**What you need to do**: Copy out the forum thread below on becoming a DNR conservation ranger, word for word and in full.

# DNR (Game Warden)



## rcl700 (Feb 24, 2015)

I'm looking for information on becoming a DNR Conservation Ranger. There seems to be little information out there related to current job duties, job openings, and other related information. Are there any DNR Rangers on this site that can answer questions about the department? 

I mostly find back dated posts indicating they are on a severe hiring cut back. Is this still the case. I have an associate's degree and a clean criminal record. I'm just wondering how hard it is to get on with a department like this. 

Any insight into becoming a conservation Ranger or the pros and cons would be greatly appreciated.


Thanks guys.


----------



## Cedarridge Tomcat (Feb 26, 2015)

Hey,  Have you checked in on the internships available w/DNR?  Go to the www.gohuntgeorgia.com site and take a look....good way to get your foot-in-the-door!!  Its under the get involved tab


----------



## Atlanta Dawg (Feb 27, 2015)

Curious-so I googled what is being sought and it brings up their websites with applications, openings, details, etc....perhaps you should do likewise and see where it leads.


----------



## satchmo (Feb 27, 2015)

Pm C.Killmaster, he definitely knows. Good luck to you.


----------



## BBond (Mar 2, 2015)

http://www.gadnr.org/sites/uploads/dnr/pdf/Becoming_a_CONSERVATION_RANGER_%285-1-12%29.pdf


----------

**Extracted material**:
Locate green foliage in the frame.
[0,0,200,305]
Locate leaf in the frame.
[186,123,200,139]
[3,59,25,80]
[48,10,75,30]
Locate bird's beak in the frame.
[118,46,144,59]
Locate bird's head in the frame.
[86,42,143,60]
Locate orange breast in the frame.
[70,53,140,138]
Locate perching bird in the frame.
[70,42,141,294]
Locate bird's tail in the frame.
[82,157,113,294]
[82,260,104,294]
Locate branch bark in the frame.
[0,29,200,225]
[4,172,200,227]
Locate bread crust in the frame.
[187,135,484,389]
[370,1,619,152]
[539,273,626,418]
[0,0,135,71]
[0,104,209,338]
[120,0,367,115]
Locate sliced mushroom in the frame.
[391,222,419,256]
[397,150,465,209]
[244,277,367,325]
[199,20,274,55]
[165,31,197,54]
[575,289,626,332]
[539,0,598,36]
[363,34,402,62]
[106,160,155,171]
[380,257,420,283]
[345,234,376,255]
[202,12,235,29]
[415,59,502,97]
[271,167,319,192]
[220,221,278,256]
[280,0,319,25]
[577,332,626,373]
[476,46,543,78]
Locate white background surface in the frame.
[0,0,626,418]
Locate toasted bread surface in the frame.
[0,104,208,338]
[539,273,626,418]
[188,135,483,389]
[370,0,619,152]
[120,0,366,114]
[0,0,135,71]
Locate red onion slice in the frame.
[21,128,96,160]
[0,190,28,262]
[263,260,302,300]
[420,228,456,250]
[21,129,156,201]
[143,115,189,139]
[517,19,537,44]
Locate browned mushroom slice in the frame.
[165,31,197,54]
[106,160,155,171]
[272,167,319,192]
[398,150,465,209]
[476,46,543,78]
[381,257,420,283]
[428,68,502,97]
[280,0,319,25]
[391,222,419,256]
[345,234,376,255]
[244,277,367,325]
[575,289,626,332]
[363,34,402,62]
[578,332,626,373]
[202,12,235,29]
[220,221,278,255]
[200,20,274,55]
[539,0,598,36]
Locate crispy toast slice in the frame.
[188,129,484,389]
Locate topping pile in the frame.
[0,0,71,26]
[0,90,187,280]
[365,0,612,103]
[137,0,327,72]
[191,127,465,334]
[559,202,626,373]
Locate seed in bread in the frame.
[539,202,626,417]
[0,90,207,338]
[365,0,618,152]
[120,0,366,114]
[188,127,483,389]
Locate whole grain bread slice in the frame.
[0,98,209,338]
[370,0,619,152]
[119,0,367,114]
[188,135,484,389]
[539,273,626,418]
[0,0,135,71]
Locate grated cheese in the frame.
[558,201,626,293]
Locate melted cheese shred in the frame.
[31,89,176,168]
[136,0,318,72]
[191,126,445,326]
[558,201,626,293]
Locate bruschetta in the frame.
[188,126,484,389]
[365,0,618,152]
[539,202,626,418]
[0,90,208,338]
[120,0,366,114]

* * *

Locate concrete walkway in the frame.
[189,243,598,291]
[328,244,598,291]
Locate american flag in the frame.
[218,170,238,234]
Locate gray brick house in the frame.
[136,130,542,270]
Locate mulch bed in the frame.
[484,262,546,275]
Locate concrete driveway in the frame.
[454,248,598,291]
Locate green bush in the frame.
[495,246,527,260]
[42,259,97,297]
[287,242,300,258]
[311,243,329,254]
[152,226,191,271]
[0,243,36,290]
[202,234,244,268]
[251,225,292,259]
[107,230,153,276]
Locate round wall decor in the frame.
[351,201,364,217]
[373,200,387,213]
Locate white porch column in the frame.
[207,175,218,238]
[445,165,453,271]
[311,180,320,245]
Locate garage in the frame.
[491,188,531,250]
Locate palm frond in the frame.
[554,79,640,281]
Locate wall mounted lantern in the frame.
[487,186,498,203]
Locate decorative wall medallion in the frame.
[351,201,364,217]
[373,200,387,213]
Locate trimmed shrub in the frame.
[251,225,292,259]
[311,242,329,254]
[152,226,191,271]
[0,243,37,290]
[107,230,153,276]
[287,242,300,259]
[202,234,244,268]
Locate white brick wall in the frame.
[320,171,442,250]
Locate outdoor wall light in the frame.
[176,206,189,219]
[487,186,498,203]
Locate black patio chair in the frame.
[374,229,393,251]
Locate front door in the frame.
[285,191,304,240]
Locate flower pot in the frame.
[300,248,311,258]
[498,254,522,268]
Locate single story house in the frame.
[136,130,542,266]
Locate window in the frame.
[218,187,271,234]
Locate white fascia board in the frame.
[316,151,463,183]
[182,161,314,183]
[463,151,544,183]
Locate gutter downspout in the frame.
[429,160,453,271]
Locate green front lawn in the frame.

---

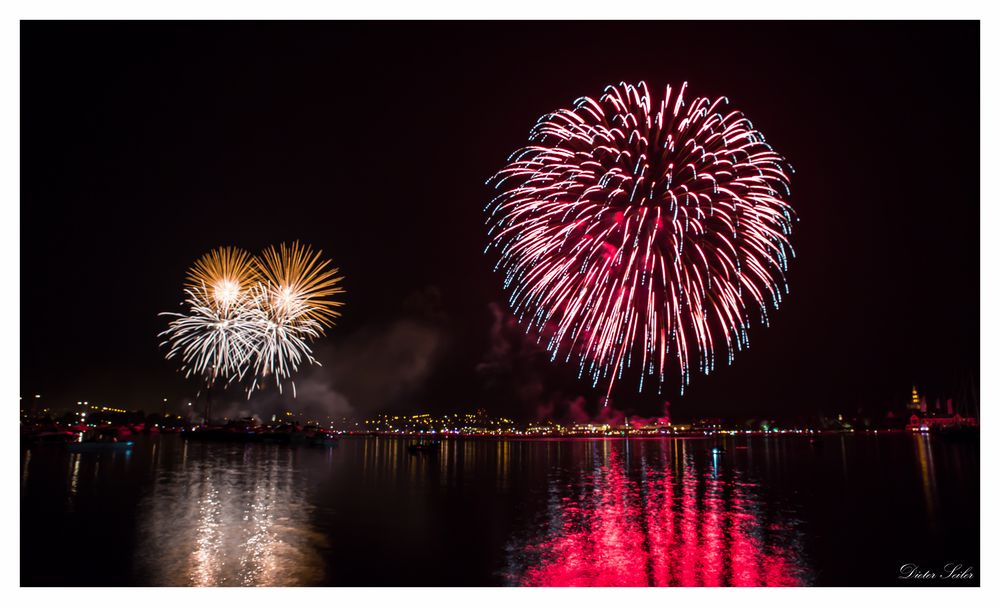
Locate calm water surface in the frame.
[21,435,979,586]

**Finished exercise**:
# DNR (Game Warden)



## rcl700 (Feb 24, 2015)

I'm looking for information on becoming a DNR Conservation Ranger. There seems to be little information out there related to current job duties, job openings, and other related information. Are there any DNR Rangers on this site that can answer questions about the department? 

I mostly find back dated posts indicating they are on a severe hiring cut back. Is this still the case. I have an associate's degree and a clean criminal record. I'm just wondering how hard it is to get on with a department like this. 

Any insight into becoming a conservation Ranger or the pros and cons would be greatly appreciated.


Thanks guys.


----------



## Cedarridge Tomcat (Feb 26, 2015)

Hey,  Have you checked in on the internships available w/DNR?  Go to the www.gohuntgeorgia.com site and take a look....good way to get your foot-in-the-door!!  Its under the get involved tab


----------



## Atlanta Dawg (Feb 27, 2015)

Curious-so I googled what is being sought and it brings up their websites with applications, openings, details, etc....perhaps you should do likewise and see where it leads.


----------



## satchmo (Feb 27, 2015)

Pm C.Killmaster, he definitely knows. Good luck to you.


----------



## BBond (Mar 2, 2015)

http://www.gadnr.org/sites/uploads/dnr/pdf/Becoming_a_CONSERVATION_RANGER_%285-1-12%29.pdf


----------